Repeat the listing in full. Nothing may be added or left out.

....

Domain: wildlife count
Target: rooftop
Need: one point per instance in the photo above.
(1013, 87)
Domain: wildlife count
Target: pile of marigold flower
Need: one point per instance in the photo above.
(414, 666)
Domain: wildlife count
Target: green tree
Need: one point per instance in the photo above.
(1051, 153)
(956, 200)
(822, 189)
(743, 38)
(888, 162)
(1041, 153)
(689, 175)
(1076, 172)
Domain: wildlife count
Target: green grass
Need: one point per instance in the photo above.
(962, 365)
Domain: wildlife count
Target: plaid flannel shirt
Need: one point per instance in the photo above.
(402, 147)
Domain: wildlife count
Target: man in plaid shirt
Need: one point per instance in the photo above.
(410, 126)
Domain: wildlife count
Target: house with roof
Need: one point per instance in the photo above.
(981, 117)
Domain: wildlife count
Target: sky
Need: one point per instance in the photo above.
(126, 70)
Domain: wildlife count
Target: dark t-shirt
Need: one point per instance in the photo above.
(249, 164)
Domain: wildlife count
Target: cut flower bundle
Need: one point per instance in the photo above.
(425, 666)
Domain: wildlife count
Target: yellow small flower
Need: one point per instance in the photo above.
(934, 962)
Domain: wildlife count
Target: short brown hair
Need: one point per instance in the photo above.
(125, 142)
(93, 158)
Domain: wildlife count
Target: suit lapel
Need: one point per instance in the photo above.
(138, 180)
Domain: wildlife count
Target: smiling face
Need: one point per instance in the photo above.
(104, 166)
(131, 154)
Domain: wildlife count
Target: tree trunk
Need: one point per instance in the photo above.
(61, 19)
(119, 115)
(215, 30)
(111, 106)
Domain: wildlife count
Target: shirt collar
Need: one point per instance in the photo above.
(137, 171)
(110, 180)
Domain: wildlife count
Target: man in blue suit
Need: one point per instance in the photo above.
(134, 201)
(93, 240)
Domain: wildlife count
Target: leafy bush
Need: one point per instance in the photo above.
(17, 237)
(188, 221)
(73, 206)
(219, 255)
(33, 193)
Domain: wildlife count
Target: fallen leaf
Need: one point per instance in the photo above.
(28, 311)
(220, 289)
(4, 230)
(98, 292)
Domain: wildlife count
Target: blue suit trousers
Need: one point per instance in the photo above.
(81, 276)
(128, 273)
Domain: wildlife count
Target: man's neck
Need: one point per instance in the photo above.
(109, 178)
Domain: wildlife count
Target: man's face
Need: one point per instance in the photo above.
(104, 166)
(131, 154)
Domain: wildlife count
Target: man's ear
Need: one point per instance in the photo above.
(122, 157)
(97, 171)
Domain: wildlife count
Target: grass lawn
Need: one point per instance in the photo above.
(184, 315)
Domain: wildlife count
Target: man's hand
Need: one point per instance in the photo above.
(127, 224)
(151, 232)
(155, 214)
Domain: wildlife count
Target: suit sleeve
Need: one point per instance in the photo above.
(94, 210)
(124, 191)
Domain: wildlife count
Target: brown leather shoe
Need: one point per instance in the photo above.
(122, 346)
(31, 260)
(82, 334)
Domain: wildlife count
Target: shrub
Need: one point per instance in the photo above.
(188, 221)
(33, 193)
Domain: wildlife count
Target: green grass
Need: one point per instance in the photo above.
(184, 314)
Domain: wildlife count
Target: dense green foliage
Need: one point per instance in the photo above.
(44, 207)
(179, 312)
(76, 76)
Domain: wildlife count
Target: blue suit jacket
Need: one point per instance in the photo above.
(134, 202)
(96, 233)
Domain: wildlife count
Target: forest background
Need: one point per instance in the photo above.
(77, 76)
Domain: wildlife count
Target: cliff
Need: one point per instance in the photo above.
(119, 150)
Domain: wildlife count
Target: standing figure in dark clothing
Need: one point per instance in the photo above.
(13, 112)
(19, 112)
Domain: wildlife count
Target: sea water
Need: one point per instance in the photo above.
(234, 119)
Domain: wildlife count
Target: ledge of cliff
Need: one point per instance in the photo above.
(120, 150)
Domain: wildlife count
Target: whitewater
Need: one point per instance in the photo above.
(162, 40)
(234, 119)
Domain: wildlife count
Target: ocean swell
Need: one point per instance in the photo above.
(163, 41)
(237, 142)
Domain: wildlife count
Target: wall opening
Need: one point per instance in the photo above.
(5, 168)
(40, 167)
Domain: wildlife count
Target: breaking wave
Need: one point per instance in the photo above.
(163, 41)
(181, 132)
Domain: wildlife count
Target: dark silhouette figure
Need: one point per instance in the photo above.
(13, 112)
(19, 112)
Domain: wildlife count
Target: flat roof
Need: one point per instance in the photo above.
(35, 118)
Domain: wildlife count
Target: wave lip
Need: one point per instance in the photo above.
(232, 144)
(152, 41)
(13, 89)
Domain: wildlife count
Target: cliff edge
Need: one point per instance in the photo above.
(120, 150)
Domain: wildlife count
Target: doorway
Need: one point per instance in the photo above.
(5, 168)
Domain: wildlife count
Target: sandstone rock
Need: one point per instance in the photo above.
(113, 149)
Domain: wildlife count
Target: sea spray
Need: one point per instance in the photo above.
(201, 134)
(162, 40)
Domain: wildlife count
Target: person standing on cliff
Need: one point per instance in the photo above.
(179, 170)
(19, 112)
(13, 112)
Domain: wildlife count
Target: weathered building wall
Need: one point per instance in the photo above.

....

[TASK SOLUTION]:
Domain: wildlife count
Target: rooftop
Need: one point per instance in the photo above.
(1013, 87)
Domain: wildlife count
Target: pile of marigold flower
Need: one point per instance in the photo above.
(414, 666)
Domain: wildlife count
Target: green tree
Need: one point per instance in the photo above.
(1051, 153)
(956, 200)
(822, 189)
(743, 38)
(888, 162)
(1041, 153)
(689, 175)
(1076, 172)
Domain: wildlife count
Target: green grass
Need: one point per instance in the photo above.
(962, 365)
Domain: wildlife count
Target: plaid flannel shirt
Need: one point per instance in the photo above.
(402, 147)
Domain: wildlife count
Target: man in plaid shirt
Need: one point per instance in the photo above.
(410, 126)
Domain: wildlife count
Target: house with roof
Need: one point per instance in the photo above.
(981, 117)
Domain: wildlife count
Target: sky
Need: one point per instance in the photo above.
(126, 70)
Domain: wildlife count
Target: dark t-shirt
Need: one point per instance in the photo above.
(249, 164)
Domain: wildlife count
Target: cut flower bundle
Need: one point per instance in the photo above.
(425, 666)
Domain: wildlife count
Target: yellow small flower
Need: one point per instance in the photo above.
(934, 962)
Domain: wildlife count
Target: short brown hair
Need: one point per instance in the photo above.
(125, 142)
(93, 158)
Domain: wildlife count
Target: suit lapel
Need: one point per instance in the photo above.
(138, 180)
Domain: wildlife count
Target: smiling face
Need: one point per instance in the photo above.
(104, 166)
(131, 154)
Domain: wildlife count
Target: tree trunk
Need: one point per instance in the photo above.
(61, 19)
(119, 115)
(215, 30)
(111, 106)
Domain: wildlife count
Target: shirt collar
Need: one point per instance in the photo above.
(137, 171)
(110, 180)
Domain: wildlife count
Target: man in blue suit
Need: one point per instance in the photo above.
(134, 201)
(93, 240)
Domain: wildlife count
Target: leafy bush
Need: one point per instance in the photo above.
(17, 237)
(188, 221)
(73, 206)
(219, 255)
(33, 193)
Domain: wildlife count
Target: fallen leaf
Need: one point per instance in the photo above.
(28, 311)
(220, 289)
(4, 230)
(98, 292)
Domain: wildlife count
Target: blue suit trousers
Need: one point per instance in the photo above.
(81, 276)
(128, 273)
Domain: wildlife count
Target: man's neck
Need: one point per instance in the photo above.
(109, 178)
Domain: wildlife count
Target: man's face
Need: one point per instance in the photo above.
(104, 166)
(131, 154)
Domain: wildlife count
Target: man's ear
Need: one point per instance in the photo above.
(122, 157)
(97, 171)
Domain: wildlife count
Target: grass lawn
Need: one point per instance in the photo above.
(184, 315)
Domain: wildlife count
Target: man's hand
Need: one point per instance in the photo above.
(127, 224)
(151, 232)
(155, 214)
Domain: wildlife count
Target: suit sleeve
Need: one point per instance in the photo above.
(94, 210)
(124, 191)
Domain: wildlife count
Target: brown leather shoe
Need: one point per instance in the photo above.
(122, 346)
(31, 260)
(82, 334)
Domain: wildlife count
Target: shrub
Need: one point per instance in the photo above.
(188, 221)
(33, 193)
Domain: wildlife count
Target: green grass
Need: one point per instance in the photo above.
(184, 314)
Domain: wildlife count
Target: dense green foliage
Need: one point per instance in the photo above.
(44, 207)
(179, 312)
(76, 76)
Domain: wildlife count
Target: blue suit jacket
Need: one point per instance in the photo above.
(134, 202)
(96, 233)
Domain: wildlife count
Target: forest background
Need: one point per instance in the photo above.
(77, 76)
Domain: wildlife count
Target: cliff
Need: one point per instance in the photo above.
(119, 150)
Domain: wildlife count
Target: standing figure in dark clothing
Need: one point per instance in the photo above.
(13, 112)
(19, 112)
Domain: wildlife count
Target: sea water
Need: one point per instance in the photo above.
(234, 119)
Domain: wildlife count
Target: ledge of cliff
Need: one point per instance in the photo above.
(120, 150)
Domain: wildlife count
Target: whitewater
Need: one point per instance in the photo above.
(162, 40)
(234, 119)
Domain: wildlife count
Target: ocean swell
Need: one point per instance in the photo above.
(163, 41)
(237, 142)
Domain: wildlife count
Target: wall opening
Need: one point per instance in the photo above.
(5, 168)
(40, 167)
Domain: wildlife count
Target: breaking wave
Need: one point per instance in the photo above.
(163, 41)
(181, 132)
Domain: wildlife count
Target: dark silhouette figure
Need: one point per instance in the photo above.
(13, 112)
(19, 112)
Domain: wildlife count
Target: flat roof
Need: one point per instance in the photo above.
(35, 118)
Domain: wildlife count
Target: wave lip
Need: one point per instance in the photo above.
(232, 144)
(152, 41)
(13, 89)
Domain: wildlife count
Target: cliff edge
Need: one point per instance in the photo above.
(120, 150)
Domain: wildlife count
Target: doorway
Need: one point per instance in the photo above.
(5, 168)
Domain: wildlife count
Target: sandstone rock
Need: one point per instance in the photo above.
(113, 149)
Domain: wildlife count
Target: sea spray
Need: one point per instance in the photo above.
(201, 134)
(162, 40)
Domain: wildlife count
Target: person standing on cliff
Need: one point per instance in the photo above.
(179, 170)
(19, 112)
(13, 112)
Domain: wildlife count
Target: weathered building wall
Need: one point per instance in the photo above.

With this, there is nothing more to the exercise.